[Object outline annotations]
****************************************

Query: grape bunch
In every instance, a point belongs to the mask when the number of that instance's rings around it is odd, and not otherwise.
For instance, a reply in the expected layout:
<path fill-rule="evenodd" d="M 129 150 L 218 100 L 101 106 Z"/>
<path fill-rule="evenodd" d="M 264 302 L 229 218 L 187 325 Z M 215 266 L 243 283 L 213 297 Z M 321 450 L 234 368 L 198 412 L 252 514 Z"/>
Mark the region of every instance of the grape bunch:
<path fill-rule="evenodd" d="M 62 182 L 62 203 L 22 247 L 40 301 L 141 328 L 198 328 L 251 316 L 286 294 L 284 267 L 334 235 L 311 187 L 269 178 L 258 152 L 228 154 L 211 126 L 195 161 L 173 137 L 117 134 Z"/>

****************************************

Arrange the rows above as a numbered list, omitting any blank lines.

Result of the exercise:
1. Query: grape bunch
2. In every instance, a point belongs to the mask when the number of that instance's rings around it is odd, and not otherwise.
3. For instance, a reply in the expected layout:
4. <path fill-rule="evenodd" d="M 129 150 L 218 100 L 101 106 Z"/>
5. <path fill-rule="evenodd" d="M 264 302 L 229 218 L 187 325 Z M 215 266 L 243 283 L 213 297 Z M 321 450 L 234 368 L 198 412 L 252 514 Z"/>
6. Mark the region of every instance of the grape bunch:
7. <path fill-rule="evenodd" d="M 62 182 L 62 203 L 22 247 L 40 301 L 141 328 L 198 328 L 251 316 L 286 294 L 284 267 L 334 235 L 311 187 L 269 178 L 258 152 L 228 154 L 211 126 L 195 161 L 173 137 L 117 134 Z"/>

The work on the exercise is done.